-------- EXCERPTED PASSAGE --------

Former B.C. Premier Mike Harcourt has never used medical marijuana to alleviate pain, not even after falling six metres from the deck of his Pender Island cottage 12 years ago and suffering a serious spinal-cord injury.
But he’s a big advocate and announced Tuesday he has become chairman of True Leaf Medicine Inc., an aspiring public company that hopes to grow and distribute medical marijuana from a facility in Lumby.
“Medical cannabis is a very important 5,000-year-old plant that can really help people who suffer with various afflictions and pain,” he told The Sun.
“From my own experience with a spinal-cord injury, I have seen an awful lot of people with terrible arthritis, Crohn’s disease, spinal-cord issues and other ailments who I think could really benefit from medical cannabis.”
True Leaf has applied for a Canadian Securities Exchange listing and hopes to be trading within four to six weeks.
The federal agency is currently reviewing more than 500 applications in the gold-rush frenzy that has gripped the burgeoning medical-marijuana sector.

--------

## EXERCISES
[1] Please list every ailment that Harcourt names, in the article about Mike Harcourt, as troubling people he believes could benefit from medical cannabis.
[2] Answer these from the article about Mike Harcourt:
(a) How far did Harcourt fall, and from what?
(b) Where is the facility from which True Leaf hopes to grow and distribute medical marijuana?
(c) On which exchange has True Leaf applied for a listing, and how soon does it hope to be trading?

-------- INPUT DATA --------

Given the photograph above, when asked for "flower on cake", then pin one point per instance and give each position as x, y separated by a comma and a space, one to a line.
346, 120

--------

## ANSWERS BELOW
[1]
Arthritis
Crohn's disease
Spinal-cord issues

[2]
(a) Six metres, from the deck of his Pender Island cottage.
(b) Lumby.
(c) The Canadian Securities Exchange; it hopes to be trading within four to six weeks.